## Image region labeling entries
——
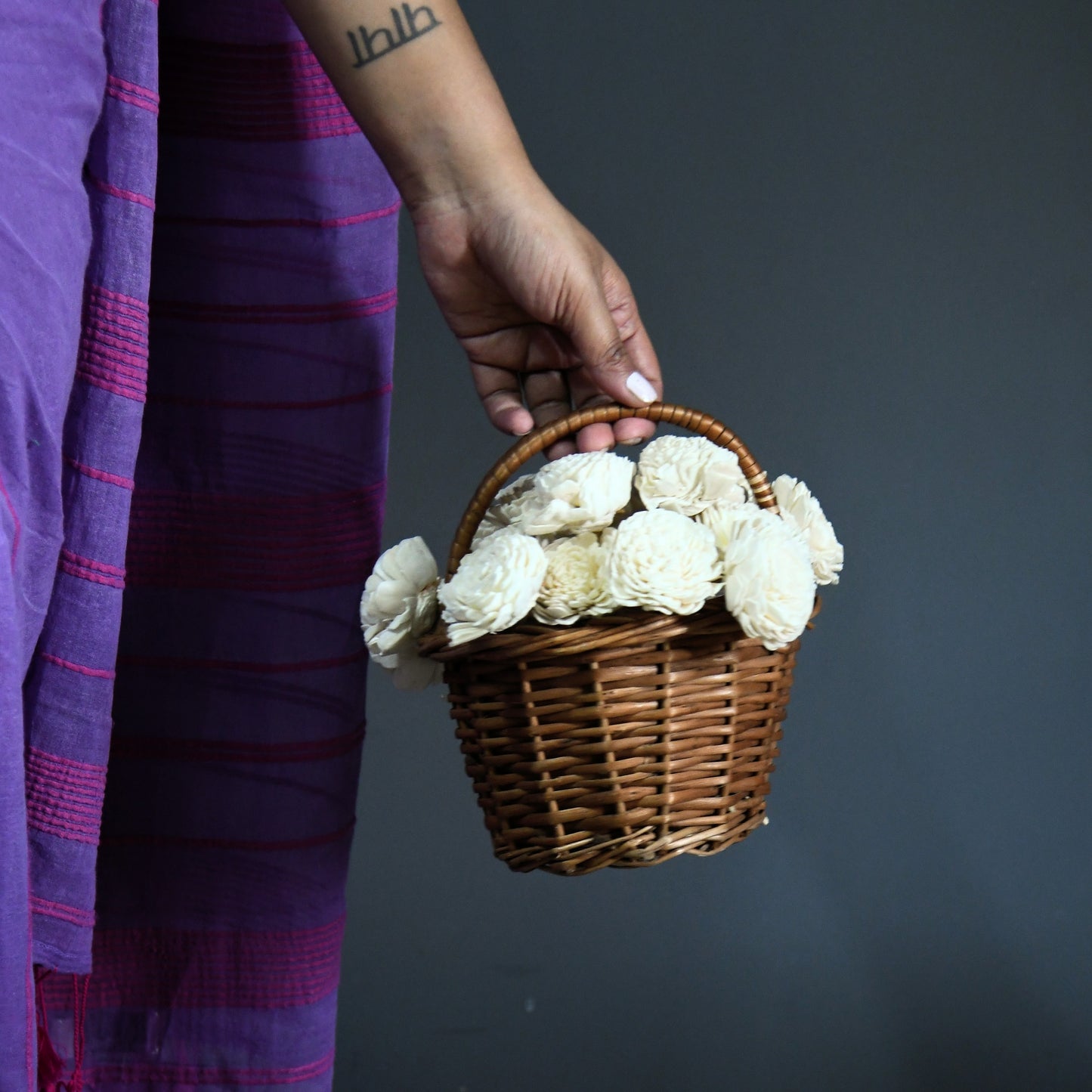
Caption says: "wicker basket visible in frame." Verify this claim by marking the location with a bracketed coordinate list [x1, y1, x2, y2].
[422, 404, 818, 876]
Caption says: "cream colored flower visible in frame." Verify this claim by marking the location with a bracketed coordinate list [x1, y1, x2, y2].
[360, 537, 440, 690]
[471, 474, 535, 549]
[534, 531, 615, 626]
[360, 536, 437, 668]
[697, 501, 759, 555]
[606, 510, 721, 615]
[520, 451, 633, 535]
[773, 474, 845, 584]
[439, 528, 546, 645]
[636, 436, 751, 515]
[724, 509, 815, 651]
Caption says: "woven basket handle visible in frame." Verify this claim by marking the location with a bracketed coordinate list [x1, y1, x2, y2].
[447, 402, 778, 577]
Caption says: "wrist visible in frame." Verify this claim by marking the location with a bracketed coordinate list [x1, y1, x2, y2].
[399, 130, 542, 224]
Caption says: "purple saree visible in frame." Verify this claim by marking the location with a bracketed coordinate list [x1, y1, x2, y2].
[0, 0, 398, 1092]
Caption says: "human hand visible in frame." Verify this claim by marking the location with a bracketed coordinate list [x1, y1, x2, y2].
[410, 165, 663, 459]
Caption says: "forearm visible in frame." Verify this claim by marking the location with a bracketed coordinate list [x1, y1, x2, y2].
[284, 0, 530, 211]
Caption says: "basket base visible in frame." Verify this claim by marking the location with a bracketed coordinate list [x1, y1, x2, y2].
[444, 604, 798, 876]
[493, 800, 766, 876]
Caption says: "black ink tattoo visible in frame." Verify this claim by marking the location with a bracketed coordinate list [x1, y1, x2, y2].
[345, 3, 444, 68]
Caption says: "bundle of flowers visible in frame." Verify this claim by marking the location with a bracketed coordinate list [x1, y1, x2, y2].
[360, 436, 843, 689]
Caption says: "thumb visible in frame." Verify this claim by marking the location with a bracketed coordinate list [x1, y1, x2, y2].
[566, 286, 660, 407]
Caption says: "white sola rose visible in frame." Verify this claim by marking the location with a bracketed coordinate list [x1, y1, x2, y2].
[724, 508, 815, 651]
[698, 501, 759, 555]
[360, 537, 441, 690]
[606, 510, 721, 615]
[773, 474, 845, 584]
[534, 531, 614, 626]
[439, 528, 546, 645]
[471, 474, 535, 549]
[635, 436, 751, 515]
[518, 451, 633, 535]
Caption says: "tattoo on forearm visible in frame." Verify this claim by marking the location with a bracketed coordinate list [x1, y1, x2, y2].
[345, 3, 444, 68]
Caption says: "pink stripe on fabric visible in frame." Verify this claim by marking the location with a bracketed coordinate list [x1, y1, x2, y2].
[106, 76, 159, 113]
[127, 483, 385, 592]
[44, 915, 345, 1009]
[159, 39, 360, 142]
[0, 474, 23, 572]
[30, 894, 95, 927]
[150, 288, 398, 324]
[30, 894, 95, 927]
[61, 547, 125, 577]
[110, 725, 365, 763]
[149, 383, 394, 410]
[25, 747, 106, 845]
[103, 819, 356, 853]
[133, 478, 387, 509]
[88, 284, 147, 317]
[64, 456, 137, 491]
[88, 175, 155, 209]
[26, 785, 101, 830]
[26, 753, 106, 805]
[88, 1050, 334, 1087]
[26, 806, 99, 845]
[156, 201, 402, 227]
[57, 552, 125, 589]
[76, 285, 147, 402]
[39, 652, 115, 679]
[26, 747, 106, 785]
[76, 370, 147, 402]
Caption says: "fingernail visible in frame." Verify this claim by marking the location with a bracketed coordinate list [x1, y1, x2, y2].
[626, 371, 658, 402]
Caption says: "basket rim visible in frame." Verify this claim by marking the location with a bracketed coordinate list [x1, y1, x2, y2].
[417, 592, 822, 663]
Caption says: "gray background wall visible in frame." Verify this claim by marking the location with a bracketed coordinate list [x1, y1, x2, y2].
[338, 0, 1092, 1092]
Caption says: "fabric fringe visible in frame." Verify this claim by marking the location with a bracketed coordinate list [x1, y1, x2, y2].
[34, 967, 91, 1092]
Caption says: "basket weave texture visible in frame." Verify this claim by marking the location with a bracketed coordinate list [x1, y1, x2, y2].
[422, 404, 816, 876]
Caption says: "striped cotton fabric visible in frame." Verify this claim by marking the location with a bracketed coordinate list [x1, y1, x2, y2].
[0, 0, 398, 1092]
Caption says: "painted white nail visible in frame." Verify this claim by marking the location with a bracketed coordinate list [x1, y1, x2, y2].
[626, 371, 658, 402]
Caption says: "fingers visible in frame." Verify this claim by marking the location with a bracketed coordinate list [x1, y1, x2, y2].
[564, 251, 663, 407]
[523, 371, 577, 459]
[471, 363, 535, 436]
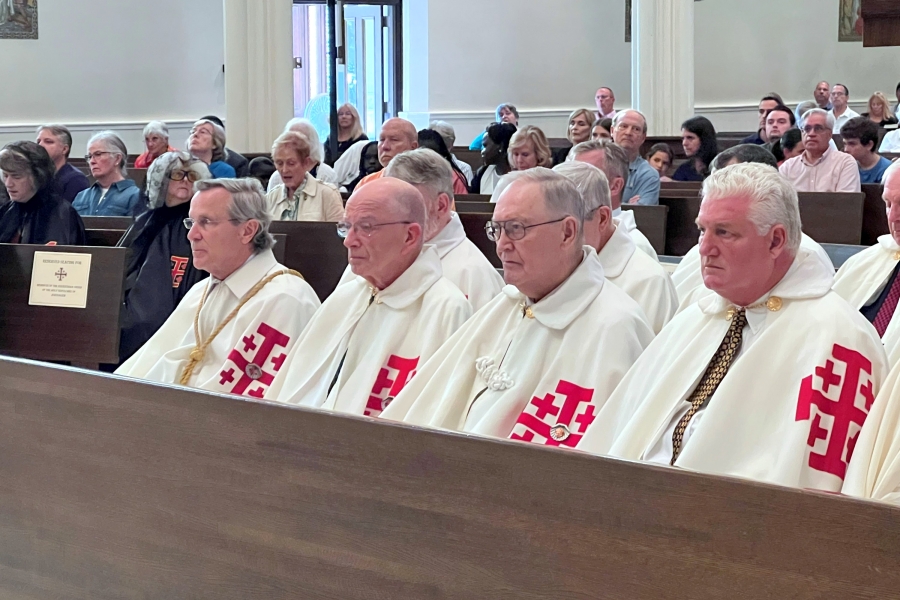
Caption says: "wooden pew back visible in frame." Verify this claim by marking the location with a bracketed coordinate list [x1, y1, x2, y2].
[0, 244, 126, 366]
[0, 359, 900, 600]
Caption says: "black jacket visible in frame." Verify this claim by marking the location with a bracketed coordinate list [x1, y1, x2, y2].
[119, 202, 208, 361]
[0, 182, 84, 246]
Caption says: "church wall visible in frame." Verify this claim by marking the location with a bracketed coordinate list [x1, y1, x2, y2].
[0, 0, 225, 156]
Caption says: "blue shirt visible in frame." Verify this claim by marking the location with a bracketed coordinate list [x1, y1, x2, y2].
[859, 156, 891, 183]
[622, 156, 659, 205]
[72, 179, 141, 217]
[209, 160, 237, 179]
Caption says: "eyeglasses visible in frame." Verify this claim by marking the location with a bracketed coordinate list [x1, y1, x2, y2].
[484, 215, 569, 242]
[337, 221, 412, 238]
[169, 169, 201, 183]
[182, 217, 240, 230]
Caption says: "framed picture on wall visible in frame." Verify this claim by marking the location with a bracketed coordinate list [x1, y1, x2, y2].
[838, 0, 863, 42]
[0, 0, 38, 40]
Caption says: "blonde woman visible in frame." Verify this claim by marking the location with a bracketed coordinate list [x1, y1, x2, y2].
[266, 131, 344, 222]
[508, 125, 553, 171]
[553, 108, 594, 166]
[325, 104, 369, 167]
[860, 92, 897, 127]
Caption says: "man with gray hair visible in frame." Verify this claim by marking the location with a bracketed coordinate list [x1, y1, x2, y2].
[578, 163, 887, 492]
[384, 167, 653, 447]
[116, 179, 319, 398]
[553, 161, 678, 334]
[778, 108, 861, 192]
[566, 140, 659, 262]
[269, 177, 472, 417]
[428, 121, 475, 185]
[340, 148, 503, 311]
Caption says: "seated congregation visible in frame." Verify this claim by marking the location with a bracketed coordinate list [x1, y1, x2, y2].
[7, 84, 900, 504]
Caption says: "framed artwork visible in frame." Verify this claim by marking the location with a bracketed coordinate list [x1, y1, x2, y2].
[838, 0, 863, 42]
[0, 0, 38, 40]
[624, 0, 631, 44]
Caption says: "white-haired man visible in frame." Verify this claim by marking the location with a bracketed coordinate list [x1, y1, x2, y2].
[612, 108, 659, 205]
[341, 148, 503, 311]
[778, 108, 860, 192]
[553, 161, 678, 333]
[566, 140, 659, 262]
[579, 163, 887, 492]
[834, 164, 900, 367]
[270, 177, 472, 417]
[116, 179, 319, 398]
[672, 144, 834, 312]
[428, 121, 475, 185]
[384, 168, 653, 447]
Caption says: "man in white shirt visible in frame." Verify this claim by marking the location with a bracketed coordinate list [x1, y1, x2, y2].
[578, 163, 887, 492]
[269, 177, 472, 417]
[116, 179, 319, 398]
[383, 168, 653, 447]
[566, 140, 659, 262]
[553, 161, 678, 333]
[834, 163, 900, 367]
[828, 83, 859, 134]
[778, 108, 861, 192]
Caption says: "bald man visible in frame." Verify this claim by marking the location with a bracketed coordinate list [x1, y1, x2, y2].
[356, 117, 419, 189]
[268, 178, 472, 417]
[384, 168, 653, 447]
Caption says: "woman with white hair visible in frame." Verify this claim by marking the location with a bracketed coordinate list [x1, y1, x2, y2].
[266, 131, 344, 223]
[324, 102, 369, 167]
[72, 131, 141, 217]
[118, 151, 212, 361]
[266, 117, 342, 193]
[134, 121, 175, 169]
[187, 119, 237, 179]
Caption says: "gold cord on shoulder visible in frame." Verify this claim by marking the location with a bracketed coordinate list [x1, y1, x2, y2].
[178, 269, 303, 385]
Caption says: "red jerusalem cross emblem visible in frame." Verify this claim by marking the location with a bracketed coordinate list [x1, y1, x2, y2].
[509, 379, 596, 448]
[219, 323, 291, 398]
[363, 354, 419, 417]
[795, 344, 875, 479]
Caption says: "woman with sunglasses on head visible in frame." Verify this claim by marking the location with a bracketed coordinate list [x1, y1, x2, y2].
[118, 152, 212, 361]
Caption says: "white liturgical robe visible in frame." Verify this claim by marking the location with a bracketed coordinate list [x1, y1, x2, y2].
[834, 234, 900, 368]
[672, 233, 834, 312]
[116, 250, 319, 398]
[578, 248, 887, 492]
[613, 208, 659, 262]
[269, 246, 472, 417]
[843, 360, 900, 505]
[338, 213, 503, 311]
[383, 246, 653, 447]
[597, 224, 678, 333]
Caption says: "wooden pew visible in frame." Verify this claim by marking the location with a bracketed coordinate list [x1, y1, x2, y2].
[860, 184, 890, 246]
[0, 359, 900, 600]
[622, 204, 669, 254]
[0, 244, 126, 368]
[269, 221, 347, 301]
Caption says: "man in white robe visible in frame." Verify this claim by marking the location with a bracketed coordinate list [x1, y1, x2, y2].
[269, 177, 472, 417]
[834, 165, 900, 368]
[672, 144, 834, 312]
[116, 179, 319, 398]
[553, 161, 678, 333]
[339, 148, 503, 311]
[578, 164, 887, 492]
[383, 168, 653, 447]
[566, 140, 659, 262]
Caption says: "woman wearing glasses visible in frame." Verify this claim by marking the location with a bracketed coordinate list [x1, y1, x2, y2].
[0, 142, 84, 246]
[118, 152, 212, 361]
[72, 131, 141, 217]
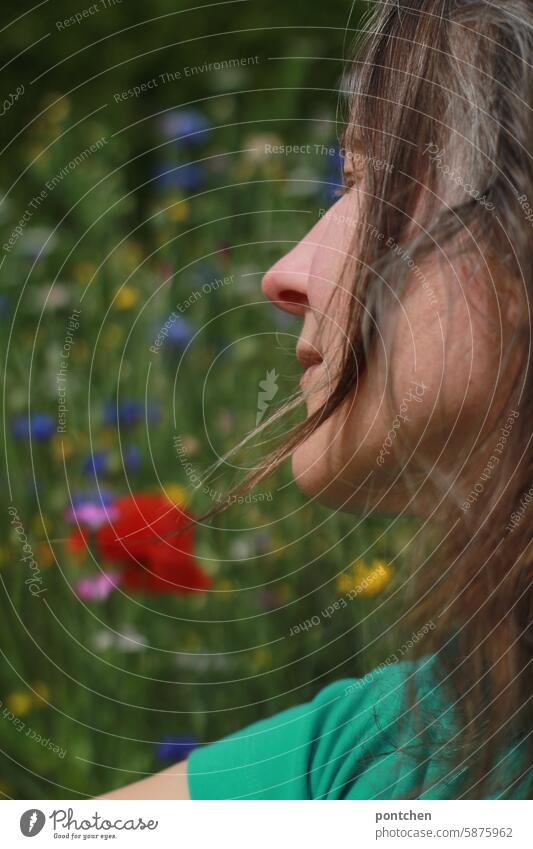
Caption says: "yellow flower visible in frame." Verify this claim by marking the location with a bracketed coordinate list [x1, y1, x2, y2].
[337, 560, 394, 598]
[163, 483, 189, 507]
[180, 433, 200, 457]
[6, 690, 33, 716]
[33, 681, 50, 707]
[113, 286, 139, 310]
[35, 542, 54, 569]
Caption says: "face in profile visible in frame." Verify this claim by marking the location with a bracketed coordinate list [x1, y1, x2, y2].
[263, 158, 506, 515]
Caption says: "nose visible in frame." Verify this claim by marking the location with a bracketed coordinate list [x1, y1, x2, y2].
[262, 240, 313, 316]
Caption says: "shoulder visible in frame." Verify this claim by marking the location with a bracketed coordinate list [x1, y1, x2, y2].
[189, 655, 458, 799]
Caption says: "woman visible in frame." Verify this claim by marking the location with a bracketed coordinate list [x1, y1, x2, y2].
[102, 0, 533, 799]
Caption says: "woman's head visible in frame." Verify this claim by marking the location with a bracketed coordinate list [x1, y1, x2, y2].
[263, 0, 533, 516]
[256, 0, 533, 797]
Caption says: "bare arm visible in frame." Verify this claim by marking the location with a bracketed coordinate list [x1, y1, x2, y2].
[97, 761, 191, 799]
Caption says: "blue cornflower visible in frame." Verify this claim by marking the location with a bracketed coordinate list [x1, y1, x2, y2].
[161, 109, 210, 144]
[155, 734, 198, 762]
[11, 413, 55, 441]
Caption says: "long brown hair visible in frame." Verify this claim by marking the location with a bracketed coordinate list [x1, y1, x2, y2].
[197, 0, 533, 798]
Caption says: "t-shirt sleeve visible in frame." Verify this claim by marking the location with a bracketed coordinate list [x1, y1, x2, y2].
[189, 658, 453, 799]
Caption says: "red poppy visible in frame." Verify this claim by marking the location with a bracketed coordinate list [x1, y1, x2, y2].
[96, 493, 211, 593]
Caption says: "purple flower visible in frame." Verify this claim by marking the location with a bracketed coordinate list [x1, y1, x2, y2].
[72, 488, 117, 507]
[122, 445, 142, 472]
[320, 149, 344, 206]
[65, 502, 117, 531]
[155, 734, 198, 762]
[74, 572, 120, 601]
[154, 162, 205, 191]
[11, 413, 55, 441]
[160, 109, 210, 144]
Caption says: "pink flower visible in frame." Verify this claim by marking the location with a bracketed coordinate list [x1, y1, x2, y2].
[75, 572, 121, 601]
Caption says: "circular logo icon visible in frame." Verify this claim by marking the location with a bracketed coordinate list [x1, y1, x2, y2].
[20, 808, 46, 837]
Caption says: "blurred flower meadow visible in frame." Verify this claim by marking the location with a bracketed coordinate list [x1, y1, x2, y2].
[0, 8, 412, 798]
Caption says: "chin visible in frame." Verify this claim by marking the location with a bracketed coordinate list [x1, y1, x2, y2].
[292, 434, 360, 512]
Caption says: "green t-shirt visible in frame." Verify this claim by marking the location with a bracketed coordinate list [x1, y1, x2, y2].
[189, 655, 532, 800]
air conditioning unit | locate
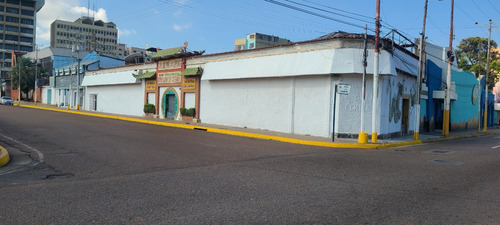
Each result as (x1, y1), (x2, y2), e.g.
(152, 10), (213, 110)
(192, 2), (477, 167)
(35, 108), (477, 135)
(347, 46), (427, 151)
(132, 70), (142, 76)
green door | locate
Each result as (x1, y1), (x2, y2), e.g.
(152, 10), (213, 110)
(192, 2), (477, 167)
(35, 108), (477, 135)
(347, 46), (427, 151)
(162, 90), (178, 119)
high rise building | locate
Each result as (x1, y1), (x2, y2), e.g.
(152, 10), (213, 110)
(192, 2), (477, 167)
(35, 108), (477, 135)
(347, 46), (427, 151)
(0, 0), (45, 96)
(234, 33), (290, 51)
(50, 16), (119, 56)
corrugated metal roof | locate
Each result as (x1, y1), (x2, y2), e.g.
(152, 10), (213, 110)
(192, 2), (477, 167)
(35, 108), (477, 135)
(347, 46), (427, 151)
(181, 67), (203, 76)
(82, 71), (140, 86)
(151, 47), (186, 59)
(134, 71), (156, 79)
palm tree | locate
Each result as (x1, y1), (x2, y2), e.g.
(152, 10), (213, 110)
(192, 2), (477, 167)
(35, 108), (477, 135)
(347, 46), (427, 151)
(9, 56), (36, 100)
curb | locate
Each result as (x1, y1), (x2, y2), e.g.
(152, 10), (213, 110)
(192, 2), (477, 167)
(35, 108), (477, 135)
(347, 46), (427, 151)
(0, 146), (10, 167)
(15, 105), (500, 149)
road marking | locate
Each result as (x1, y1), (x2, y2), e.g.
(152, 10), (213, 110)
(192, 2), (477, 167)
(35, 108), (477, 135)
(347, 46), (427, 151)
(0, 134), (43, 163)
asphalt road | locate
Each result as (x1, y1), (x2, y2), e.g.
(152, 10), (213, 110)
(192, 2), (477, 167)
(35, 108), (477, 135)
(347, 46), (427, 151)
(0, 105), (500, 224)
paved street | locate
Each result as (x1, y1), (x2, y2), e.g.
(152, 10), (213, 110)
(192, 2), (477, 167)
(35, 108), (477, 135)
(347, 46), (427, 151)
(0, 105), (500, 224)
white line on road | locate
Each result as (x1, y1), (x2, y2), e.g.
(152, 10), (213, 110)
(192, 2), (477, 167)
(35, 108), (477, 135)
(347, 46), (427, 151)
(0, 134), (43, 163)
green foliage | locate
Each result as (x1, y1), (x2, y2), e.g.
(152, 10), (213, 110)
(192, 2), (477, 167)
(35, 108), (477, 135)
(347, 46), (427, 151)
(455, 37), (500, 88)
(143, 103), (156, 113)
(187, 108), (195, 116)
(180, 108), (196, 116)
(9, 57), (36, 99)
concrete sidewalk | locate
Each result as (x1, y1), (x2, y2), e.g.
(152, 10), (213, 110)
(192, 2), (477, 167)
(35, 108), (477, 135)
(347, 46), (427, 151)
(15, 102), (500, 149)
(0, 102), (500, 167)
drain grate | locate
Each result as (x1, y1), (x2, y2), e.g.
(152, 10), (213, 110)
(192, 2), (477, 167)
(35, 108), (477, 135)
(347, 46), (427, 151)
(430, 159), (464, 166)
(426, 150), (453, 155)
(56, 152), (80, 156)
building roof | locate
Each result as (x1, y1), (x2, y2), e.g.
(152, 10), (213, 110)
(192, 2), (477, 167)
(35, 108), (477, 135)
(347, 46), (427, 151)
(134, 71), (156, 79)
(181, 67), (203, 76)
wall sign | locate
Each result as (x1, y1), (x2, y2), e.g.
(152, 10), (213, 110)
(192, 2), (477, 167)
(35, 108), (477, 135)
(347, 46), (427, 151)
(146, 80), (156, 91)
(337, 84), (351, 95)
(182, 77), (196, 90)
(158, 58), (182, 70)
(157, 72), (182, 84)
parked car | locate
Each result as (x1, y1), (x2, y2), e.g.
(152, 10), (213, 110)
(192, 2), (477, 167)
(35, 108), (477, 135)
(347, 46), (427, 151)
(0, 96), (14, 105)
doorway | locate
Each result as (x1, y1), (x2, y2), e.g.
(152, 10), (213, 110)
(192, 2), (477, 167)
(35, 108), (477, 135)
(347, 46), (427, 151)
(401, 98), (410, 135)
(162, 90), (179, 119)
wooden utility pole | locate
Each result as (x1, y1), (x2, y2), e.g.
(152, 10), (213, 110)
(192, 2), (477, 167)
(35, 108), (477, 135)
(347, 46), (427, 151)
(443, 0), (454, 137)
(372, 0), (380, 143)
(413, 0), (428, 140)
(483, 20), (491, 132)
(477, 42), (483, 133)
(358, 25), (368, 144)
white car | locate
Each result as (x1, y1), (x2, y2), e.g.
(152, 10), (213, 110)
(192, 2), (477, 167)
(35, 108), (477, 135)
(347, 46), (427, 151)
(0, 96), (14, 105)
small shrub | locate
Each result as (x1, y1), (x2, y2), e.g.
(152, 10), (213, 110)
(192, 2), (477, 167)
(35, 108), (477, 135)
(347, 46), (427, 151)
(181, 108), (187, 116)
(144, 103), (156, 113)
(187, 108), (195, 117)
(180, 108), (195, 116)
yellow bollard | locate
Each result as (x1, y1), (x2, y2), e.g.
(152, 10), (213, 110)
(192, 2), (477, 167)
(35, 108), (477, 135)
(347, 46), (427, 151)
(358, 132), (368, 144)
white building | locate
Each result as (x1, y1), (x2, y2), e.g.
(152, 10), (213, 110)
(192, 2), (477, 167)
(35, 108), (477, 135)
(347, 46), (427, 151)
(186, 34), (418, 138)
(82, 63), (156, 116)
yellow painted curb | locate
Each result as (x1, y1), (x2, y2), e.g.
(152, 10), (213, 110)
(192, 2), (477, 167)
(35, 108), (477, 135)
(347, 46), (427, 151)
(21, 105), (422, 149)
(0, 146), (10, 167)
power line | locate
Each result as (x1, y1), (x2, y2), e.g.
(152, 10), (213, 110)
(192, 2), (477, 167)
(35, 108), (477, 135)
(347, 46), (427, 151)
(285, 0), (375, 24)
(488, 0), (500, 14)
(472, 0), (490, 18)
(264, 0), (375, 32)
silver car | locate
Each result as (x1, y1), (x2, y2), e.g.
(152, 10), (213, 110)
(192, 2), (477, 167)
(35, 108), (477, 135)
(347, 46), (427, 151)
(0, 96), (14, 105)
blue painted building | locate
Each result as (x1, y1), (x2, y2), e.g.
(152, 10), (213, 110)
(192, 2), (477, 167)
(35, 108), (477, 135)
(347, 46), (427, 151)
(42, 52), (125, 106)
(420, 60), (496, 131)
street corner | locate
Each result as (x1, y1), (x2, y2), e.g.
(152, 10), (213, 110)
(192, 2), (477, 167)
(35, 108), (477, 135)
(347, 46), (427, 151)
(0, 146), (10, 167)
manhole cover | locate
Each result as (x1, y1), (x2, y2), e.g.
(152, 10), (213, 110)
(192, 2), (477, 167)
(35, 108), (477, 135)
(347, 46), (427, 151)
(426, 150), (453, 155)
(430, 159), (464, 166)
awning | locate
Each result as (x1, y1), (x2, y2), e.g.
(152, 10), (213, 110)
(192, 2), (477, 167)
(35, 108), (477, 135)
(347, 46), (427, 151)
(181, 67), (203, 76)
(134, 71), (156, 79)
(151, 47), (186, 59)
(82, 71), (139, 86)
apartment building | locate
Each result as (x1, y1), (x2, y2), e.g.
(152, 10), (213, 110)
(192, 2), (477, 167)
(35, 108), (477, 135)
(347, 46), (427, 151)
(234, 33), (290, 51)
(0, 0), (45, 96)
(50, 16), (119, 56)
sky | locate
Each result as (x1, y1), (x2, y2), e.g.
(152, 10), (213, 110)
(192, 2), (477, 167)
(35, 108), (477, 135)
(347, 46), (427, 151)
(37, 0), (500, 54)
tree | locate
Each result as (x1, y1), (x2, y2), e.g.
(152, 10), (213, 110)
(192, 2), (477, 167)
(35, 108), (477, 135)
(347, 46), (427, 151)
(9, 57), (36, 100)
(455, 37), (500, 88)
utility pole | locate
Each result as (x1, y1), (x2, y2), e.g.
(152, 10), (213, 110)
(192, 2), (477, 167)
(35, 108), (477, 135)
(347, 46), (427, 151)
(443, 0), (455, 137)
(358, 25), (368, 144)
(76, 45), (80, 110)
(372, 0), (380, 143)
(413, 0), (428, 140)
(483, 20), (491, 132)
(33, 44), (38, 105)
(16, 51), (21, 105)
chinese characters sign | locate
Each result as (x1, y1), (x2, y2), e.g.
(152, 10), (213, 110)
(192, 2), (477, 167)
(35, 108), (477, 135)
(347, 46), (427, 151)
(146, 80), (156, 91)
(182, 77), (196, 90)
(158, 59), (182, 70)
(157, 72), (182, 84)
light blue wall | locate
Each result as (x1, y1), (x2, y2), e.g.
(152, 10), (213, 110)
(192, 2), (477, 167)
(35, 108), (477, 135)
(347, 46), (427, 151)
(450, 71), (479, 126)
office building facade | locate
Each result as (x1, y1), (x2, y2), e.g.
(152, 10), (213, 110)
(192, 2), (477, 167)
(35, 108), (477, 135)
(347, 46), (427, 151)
——
## Job
Could you recast the records, starting at the beginning and ending at the line containing "[422, 404, 818, 876]", as a two-column CSV with the headers text and answer, one row per record? Put each value in a single quoted field with line breaks turned into spaces, and leave out the pictures.

## Answer for this exercise
text,answer
"Caption says: ""wicker basket visible in frame."" Verify this claim by marking the location with a bracketed coordinate list [x1, y1, x2, y2].","[422, 404, 818, 876]"